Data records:
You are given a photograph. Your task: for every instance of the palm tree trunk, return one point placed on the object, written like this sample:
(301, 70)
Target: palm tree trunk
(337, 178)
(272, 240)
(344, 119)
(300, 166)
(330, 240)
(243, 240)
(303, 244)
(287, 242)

→ AIM OF THE TASK
What's needed is an exact copy of every entry.

→ ANSWER SPACE
You are given a photograph. Your task: for every instance of the palm tree trunk, return one point placed on the object, written like this sample:
(301, 70)
Target: palm tree trunk
(337, 178)
(272, 240)
(344, 119)
(300, 166)
(330, 240)
(243, 240)
(303, 244)
(287, 242)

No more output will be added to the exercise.